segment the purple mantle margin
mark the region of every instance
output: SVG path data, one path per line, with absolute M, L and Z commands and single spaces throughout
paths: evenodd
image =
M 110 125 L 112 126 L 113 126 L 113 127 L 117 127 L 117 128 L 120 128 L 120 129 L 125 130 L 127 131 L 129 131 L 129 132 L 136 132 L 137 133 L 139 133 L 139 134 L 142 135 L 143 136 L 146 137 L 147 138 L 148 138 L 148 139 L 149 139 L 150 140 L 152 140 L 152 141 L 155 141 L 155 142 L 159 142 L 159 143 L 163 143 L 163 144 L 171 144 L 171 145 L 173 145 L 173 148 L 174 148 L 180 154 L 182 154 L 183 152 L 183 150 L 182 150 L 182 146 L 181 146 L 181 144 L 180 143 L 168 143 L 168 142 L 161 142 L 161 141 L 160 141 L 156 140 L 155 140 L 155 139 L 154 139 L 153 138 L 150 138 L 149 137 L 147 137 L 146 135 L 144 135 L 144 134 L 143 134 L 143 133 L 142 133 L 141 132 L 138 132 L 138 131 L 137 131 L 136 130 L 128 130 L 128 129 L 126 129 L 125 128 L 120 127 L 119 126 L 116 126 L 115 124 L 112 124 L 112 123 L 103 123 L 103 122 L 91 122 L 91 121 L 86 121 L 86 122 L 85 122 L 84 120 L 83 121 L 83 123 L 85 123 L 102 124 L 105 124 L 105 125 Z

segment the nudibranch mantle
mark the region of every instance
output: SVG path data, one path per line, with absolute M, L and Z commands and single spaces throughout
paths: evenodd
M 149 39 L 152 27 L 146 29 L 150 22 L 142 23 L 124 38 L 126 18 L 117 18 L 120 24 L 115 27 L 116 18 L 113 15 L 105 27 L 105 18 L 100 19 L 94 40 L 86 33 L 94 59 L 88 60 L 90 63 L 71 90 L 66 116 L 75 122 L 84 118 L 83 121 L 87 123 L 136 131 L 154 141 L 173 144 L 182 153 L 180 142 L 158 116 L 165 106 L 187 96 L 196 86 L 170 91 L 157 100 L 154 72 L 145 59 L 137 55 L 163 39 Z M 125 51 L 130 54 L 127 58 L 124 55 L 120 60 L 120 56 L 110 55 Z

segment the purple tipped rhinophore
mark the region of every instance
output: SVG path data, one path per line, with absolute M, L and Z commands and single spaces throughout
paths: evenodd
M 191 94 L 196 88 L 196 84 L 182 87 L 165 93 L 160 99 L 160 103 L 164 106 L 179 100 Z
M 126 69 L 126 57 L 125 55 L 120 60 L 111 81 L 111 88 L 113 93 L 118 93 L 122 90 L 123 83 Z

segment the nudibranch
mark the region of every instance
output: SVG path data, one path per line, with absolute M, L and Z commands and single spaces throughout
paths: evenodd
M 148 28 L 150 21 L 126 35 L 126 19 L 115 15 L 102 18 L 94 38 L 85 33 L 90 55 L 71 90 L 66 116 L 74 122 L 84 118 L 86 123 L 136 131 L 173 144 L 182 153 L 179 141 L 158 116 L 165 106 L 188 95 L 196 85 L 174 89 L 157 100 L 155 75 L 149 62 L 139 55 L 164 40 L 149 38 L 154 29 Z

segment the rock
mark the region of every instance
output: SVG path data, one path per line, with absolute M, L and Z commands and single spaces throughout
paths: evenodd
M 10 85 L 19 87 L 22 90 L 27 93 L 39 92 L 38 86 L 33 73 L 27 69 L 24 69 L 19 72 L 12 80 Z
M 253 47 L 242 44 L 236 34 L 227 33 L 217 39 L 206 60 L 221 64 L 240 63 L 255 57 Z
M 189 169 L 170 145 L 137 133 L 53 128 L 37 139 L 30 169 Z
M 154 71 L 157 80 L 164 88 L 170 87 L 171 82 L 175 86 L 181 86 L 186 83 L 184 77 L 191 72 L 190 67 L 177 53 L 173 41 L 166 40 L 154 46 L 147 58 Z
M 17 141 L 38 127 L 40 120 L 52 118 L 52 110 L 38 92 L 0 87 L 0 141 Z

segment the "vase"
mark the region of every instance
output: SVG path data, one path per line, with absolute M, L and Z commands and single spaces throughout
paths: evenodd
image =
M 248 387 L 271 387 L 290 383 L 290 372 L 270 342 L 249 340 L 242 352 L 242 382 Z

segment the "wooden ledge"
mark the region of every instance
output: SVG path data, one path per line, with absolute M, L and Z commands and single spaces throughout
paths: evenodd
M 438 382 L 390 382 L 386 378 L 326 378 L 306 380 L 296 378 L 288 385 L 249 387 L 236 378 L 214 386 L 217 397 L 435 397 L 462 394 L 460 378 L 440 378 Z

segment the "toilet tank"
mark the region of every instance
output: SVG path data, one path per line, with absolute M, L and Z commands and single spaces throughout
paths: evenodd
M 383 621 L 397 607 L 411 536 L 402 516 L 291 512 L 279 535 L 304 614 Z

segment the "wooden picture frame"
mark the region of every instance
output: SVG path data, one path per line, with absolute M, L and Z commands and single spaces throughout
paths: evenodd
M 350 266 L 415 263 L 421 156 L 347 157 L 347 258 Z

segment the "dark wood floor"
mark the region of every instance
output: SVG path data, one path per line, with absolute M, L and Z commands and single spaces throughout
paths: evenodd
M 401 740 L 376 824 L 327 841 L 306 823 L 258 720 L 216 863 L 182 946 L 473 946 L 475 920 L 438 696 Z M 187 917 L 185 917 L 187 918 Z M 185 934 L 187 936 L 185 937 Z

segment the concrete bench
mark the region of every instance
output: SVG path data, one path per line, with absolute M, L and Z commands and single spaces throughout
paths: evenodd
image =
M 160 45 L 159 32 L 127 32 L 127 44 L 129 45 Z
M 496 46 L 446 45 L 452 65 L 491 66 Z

----

Stated task
Reproduce the listing shown above in its entirety, exactly.

Exercise output
segment the purple mantle margin
mark the region of every instance
output: SVG path data, one path per line, with absolute M, L and Z commands and single spaces throughout
paths: evenodd
image =
M 110 125 L 112 126 L 113 126 L 113 127 L 117 127 L 117 128 L 120 128 L 120 129 L 125 130 L 127 131 L 129 131 L 129 132 L 136 132 L 137 133 L 139 133 L 139 134 L 142 135 L 143 136 L 146 137 L 147 138 L 148 138 L 148 139 L 149 139 L 150 140 L 152 140 L 152 141 L 155 141 L 155 142 L 159 142 L 159 143 L 163 143 L 163 144 L 171 144 L 171 145 L 173 145 L 173 148 L 174 148 L 180 154 L 182 154 L 183 152 L 183 150 L 182 150 L 182 146 L 181 146 L 181 144 L 180 143 L 168 143 L 168 142 L 161 142 L 161 141 L 160 141 L 156 140 L 155 140 L 155 139 L 154 139 L 153 138 L 150 138 L 149 137 L 147 137 L 146 135 L 144 135 L 144 134 L 143 134 L 143 133 L 142 133 L 141 132 L 138 132 L 138 131 L 137 131 L 136 130 L 128 130 L 128 129 L 126 129 L 125 128 L 120 127 L 119 126 L 116 126 L 115 124 L 112 124 L 112 123 L 103 123 L 103 122 L 91 122 L 91 121 L 86 121 L 86 122 L 85 122 L 84 120 L 83 121 L 83 123 L 85 123 L 102 124 L 105 124 L 105 125 Z

segment the nudibranch mantle
mark the region of every instance
output: SVG path data, one path per line, with absolute M, L and Z commands and single spaces throughout
paths: evenodd
M 149 39 L 152 27 L 146 29 L 150 22 L 142 23 L 124 38 L 126 18 L 117 18 L 120 24 L 115 27 L 116 18 L 113 15 L 105 27 L 105 18 L 100 19 L 94 40 L 86 33 L 94 59 L 88 60 L 90 63 L 71 90 L 66 116 L 75 122 L 84 118 L 83 121 L 87 123 L 136 131 L 154 141 L 173 144 L 182 153 L 180 142 L 158 116 L 165 106 L 187 96 L 196 86 L 170 91 L 157 100 L 154 72 L 145 59 L 137 55 L 163 39 Z M 125 51 L 130 54 L 127 58 L 124 55 L 120 60 L 120 56 L 110 55 Z

segment the purple tipped rhinophore
mark the region of every instance
output: SVG path data, one path per line, with absolute M, L and Z commands and single spaces throughout
paths: evenodd
M 191 94 L 196 88 L 196 84 L 182 87 L 165 93 L 160 99 L 160 103 L 164 106 L 179 100 Z
M 126 69 L 126 57 L 125 55 L 120 60 L 111 81 L 111 88 L 113 93 L 118 93 L 122 90 L 123 83 Z

segment the nudibranch
mark the region of every instance
output: SVG path data, one path per line, with absolute M, L and Z commands and single spaces throughout
paths: evenodd
M 148 28 L 150 21 L 126 35 L 126 19 L 115 15 L 102 18 L 94 38 L 85 33 L 90 55 L 71 90 L 66 116 L 74 122 L 84 118 L 86 123 L 136 131 L 173 144 L 182 153 L 179 141 L 158 116 L 165 106 L 188 95 L 196 85 L 174 89 L 157 100 L 155 75 L 149 62 L 139 55 L 164 40 L 149 38 L 154 29 Z

segment the rock
mark the region of every instance
output: SVG path data, one path per line, with absolute M, L and Z commands and single spaces throughout
paths: evenodd
M 10 85 L 19 87 L 22 90 L 27 93 L 39 92 L 38 86 L 33 73 L 27 69 L 24 69 L 19 72 L 12 80 Z
M 253 47 L 242 44 L 236 34 L 227 33 L 217 39 L 206 60 L 221 64 L 240 63 L 255 57 Z
M 189 169 L 170 145 L 137 133 L 53 128 L 37 139 L 30 169 Z
M 154 71 L 157 80 L 164 88 L 170 87 L 171 82 L 175 86 L 181 86 L 186 83 L 184 77 L 191 72 L 190 67 L 177 53 L 173 41 L 166 40 L 154 46 L 147 58 Z
M 17 141 L 38 127 L 40 120 L 52 118 L 52 110 L 38 92 L 0 87 L 0 141 Z

segment the "vase"
mark the region of every instance
output: SVG path data, one path per line, with absolute M, L and Z commands and single spaces throughout
paths: evenodd
image =
M 248 387 L 271 387 L 290 383 L 290 372 L 270 342 L 249 340 L 242 352 L 242 382 Z

segment the "wooden ledge"
mark the region of every instance
output: SVG path data, one path per line, with absolute M, L and Z commands and single spaces throughout
paths: evenodd
M 438 382 L 390 382 L 386 378 L 326 378 L 306 380 L 296 378 L 288 385 L 249 387 L 236 378 L 214 386 L 217 397 L 435 397 L 462 394 L 460 378 L 440 378 Z

segment the "toilet tank"
mark the region of every instance
output: SVG path data, one path per line, with absolute M, L and Z commands and single spaces throughout
paths: evenodd
M 383 621 L 397 607 L 411 536 L 402 516 L 291 512 L 279 535 L 304 614 Z

segment the "wooden picture frame"
mark the region of every instance
output: SVG path data, one path per line, with absolute M, L and Z commands and single spaces throughout
paths: evenodd
M 350 266 L 415 263 L 421 156 L 347 157 L 347 258 Z

segment the "dark wood floor"
mark the region of every instance
output: SVG path data, one path per line, with absolute M, L and Z commands and single spaces throughout
paths: evenodd
M 401 740 L 376 824 L 327 841 L 306 823 L 258 720 L 216 863 L 182 946 L 473 946 L 475 920 L 438 696 Z M 187 917 L 185 917 L 187 918 Z M 185 934 L 187 936 L 185 937 Z

segment the concrete bench
mark the region of every instance
output: SVG path data, one path per line, with absolute M, L and Z commands and single spaces throughout
paths: evenodd
image =
M 160 45 L 159 32 L 127 32 L 127 44 L 129 45 Z
M 496 46 L 446 45 L 452 65 L 491 66 Z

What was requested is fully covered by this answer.